◆ **WHAT THE TASK REQUIRES**
Look through the data below and extract, unchanged, the lines from the one that contains "Would you mind spotting the hiking" to the one that contains "Would you mind spotting the smiling", both included.

(DATA SHOWN begins)

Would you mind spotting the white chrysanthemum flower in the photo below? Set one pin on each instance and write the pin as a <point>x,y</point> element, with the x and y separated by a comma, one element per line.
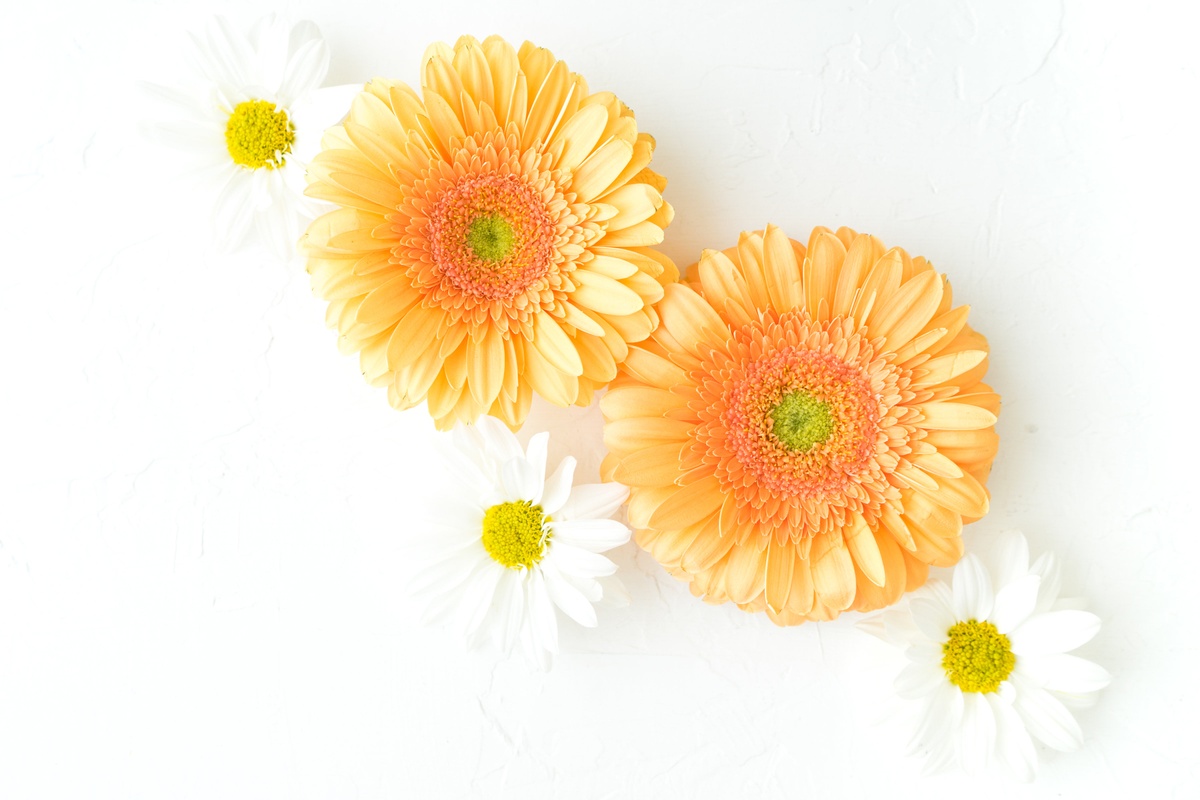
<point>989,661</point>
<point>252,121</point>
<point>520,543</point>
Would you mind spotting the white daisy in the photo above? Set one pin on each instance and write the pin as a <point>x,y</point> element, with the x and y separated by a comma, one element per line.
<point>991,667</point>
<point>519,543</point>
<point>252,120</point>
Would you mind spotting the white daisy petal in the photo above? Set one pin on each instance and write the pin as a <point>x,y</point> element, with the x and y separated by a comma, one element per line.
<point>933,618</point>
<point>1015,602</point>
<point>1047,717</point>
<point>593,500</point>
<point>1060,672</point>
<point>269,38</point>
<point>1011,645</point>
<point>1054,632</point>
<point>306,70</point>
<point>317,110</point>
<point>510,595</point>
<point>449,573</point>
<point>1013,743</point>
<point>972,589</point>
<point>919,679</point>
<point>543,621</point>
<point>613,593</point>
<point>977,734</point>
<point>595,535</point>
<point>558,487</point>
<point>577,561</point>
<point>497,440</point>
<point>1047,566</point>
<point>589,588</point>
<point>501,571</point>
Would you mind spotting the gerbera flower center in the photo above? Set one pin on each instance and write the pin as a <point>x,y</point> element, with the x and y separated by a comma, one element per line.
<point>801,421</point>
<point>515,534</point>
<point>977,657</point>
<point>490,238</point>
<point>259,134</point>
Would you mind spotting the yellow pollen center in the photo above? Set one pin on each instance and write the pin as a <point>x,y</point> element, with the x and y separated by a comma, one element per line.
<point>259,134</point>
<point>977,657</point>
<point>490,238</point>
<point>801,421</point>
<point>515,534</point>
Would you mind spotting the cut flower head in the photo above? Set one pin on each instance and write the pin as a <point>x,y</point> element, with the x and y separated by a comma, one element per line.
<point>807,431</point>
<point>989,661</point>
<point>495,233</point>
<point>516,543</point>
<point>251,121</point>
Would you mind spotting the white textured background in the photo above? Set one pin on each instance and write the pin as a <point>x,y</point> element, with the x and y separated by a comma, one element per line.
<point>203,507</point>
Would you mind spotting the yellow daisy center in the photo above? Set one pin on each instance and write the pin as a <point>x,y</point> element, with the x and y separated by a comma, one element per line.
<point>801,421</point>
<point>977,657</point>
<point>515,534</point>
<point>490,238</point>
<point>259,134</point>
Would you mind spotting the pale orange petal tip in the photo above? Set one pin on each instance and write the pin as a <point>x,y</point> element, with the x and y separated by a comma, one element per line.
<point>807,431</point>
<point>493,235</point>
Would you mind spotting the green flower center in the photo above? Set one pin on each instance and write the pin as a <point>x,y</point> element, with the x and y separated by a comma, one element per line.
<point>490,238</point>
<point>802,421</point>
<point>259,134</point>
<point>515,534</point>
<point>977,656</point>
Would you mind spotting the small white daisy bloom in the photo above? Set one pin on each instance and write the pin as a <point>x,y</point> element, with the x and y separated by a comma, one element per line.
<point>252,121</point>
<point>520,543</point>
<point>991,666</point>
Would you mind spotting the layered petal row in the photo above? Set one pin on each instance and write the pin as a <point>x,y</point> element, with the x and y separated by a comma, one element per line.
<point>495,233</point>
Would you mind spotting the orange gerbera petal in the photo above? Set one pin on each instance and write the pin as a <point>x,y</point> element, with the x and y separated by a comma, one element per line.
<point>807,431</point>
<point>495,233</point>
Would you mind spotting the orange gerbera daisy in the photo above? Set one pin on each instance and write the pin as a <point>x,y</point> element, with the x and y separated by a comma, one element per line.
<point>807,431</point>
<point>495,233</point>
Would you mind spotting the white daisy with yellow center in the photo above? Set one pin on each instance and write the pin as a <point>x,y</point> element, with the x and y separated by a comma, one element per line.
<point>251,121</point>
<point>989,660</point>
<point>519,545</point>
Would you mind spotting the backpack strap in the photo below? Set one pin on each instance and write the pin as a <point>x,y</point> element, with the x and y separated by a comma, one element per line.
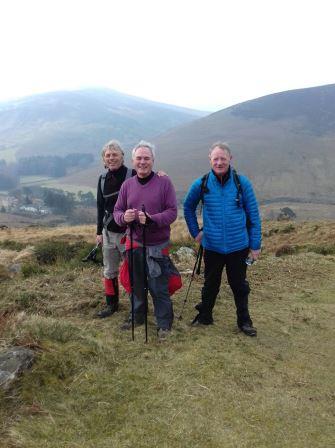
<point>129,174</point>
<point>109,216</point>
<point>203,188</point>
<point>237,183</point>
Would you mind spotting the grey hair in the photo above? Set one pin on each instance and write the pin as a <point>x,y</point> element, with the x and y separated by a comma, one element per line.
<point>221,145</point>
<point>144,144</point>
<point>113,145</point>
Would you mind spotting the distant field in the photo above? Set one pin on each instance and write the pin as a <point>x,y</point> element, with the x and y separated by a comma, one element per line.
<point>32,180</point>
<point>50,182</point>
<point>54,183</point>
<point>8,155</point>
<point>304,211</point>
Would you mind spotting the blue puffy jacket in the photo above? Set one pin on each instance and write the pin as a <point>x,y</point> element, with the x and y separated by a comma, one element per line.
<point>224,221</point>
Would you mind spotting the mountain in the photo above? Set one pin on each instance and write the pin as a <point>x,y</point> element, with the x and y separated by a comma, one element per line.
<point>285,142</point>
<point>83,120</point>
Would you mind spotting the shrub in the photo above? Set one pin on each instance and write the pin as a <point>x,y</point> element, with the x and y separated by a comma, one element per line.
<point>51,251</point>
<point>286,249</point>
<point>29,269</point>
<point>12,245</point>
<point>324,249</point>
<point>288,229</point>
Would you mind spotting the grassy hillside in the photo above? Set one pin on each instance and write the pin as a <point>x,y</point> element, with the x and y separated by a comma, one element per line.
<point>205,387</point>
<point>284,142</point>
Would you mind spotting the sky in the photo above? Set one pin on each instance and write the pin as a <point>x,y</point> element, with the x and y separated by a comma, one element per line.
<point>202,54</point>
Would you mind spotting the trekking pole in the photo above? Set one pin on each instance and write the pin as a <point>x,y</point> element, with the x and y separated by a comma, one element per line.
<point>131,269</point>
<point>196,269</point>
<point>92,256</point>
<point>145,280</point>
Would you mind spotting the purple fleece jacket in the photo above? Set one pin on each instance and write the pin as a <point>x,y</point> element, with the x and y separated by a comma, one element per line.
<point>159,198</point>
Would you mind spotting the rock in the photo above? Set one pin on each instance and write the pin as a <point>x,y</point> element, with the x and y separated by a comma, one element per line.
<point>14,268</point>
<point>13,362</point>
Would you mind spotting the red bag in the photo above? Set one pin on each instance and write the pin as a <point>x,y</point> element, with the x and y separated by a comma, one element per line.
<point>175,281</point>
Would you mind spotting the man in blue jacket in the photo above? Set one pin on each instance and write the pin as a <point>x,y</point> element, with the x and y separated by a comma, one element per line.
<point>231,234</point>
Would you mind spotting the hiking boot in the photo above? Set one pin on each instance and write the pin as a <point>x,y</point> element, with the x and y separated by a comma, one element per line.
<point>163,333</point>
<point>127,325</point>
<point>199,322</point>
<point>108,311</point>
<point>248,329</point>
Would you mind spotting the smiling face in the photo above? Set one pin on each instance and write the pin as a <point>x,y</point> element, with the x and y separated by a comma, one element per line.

(DATA SHOWN ends)
(DATA SHOWN begins)

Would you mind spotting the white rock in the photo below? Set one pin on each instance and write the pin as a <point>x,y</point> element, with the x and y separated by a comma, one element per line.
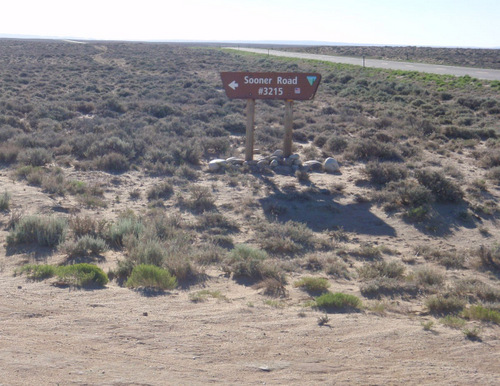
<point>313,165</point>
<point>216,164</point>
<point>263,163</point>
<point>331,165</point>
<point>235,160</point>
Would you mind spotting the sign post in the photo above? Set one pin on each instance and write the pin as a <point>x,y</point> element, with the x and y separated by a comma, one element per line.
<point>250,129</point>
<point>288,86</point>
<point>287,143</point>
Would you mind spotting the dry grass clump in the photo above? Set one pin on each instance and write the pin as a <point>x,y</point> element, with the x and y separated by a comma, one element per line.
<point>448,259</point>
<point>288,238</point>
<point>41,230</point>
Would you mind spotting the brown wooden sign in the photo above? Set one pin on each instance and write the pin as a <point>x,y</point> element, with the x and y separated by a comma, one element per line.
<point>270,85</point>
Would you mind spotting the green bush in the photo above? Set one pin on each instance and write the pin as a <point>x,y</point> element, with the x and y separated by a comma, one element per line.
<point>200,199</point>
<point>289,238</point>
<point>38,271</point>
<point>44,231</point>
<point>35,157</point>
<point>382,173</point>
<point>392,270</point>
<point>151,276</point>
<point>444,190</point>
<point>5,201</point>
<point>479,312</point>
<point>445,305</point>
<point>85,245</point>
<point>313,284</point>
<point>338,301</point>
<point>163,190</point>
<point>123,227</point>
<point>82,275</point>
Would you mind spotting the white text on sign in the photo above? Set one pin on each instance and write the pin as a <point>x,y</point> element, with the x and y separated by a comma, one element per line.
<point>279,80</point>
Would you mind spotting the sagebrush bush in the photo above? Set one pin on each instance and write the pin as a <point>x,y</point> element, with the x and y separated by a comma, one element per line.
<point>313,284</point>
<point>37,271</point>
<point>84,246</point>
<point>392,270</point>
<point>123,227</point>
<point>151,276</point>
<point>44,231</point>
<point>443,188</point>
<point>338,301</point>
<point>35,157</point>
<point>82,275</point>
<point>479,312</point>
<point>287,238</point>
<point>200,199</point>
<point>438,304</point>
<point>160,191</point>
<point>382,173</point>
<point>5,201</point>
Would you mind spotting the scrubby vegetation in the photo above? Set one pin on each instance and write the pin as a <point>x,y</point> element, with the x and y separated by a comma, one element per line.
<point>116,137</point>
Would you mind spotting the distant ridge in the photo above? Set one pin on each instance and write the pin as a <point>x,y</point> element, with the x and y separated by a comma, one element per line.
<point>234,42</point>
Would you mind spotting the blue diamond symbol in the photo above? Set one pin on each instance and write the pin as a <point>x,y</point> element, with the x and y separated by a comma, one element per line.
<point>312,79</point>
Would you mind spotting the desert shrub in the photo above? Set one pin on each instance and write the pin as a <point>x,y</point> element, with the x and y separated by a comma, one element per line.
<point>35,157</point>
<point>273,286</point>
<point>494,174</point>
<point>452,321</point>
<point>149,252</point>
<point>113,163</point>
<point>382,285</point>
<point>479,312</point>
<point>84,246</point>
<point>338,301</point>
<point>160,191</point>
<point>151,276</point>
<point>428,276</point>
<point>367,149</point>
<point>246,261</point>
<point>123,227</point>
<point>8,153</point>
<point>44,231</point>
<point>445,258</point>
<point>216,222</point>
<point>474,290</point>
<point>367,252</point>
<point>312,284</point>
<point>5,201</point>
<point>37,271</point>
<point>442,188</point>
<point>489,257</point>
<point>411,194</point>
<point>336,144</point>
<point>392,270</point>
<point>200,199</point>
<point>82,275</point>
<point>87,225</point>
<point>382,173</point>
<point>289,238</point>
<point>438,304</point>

(DATA SHOWN ends)
(DATA SHOWN begins)

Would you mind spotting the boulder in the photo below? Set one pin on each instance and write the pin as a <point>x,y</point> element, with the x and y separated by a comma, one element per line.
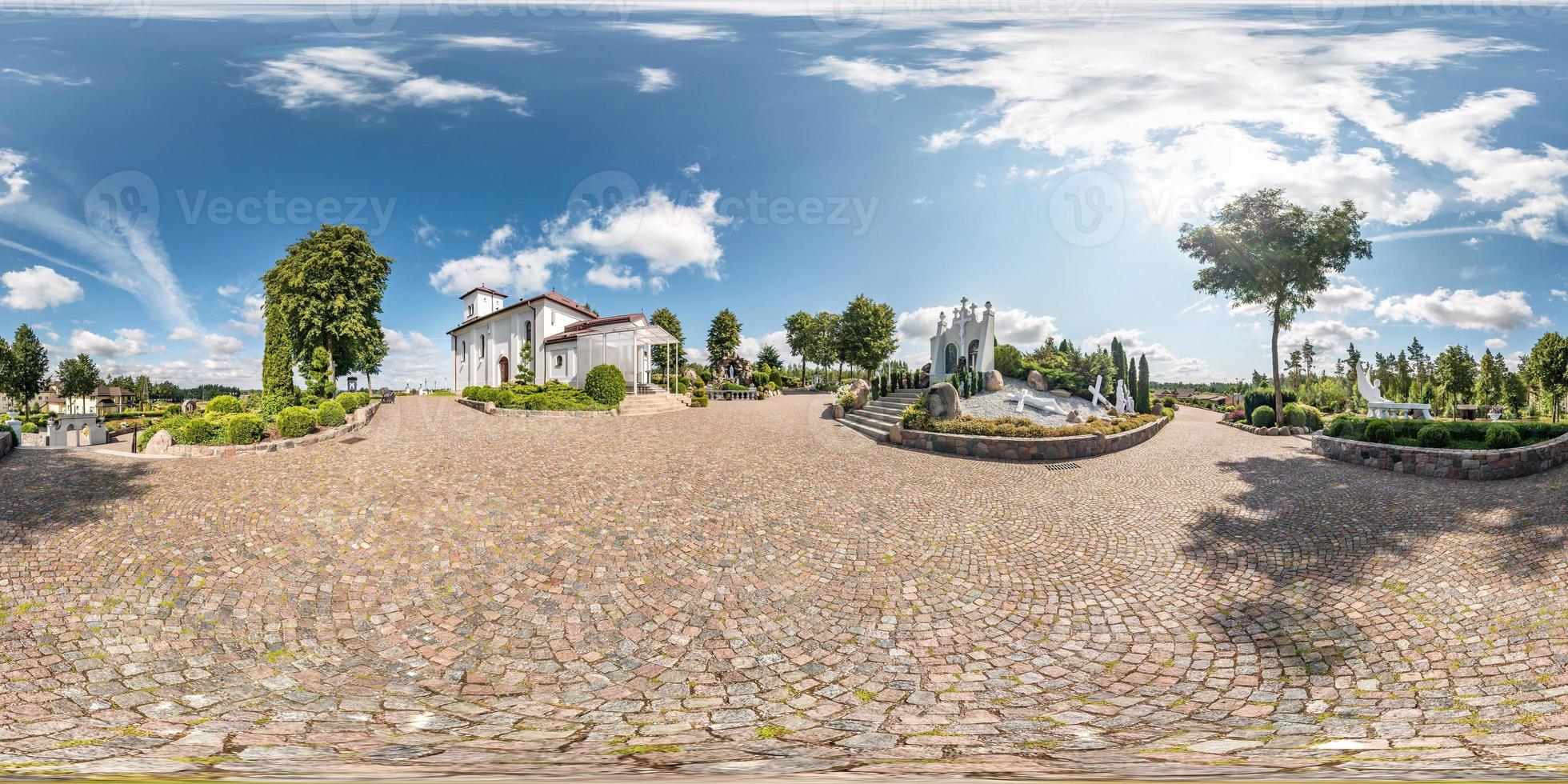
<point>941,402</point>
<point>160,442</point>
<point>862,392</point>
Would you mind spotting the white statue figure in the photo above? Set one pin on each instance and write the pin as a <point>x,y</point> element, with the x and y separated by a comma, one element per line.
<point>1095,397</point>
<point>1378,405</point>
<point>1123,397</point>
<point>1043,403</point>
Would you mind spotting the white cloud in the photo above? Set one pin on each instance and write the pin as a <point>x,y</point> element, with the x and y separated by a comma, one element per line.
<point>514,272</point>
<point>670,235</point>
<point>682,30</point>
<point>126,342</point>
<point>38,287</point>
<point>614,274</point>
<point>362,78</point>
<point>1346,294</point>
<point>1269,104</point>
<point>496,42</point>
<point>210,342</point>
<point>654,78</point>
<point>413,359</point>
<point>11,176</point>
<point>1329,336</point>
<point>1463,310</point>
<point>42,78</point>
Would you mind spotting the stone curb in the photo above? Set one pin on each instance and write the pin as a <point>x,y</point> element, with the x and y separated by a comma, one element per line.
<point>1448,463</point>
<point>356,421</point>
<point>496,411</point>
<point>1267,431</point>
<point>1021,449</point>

(DATA SHOWN ends)

◆ **RESULT FOR THIS EXERCISE**
Would you mind spotting the hiking boot in the photo above? Set one pin on each instance and write the pin as a <point>x,y</point> element, with the x and y separated by a comma, one element per line.
<point>163,333</point>
<point>127,325</point>
<point>199,322</point>
<point>108,311</point>
<point>248,329</point>
Would you mind spotting the smiling face in the photo above? Set one pin on each instance and write the pin as a <point>x,y</point> element, with the x and y separated by a comma, one element per line.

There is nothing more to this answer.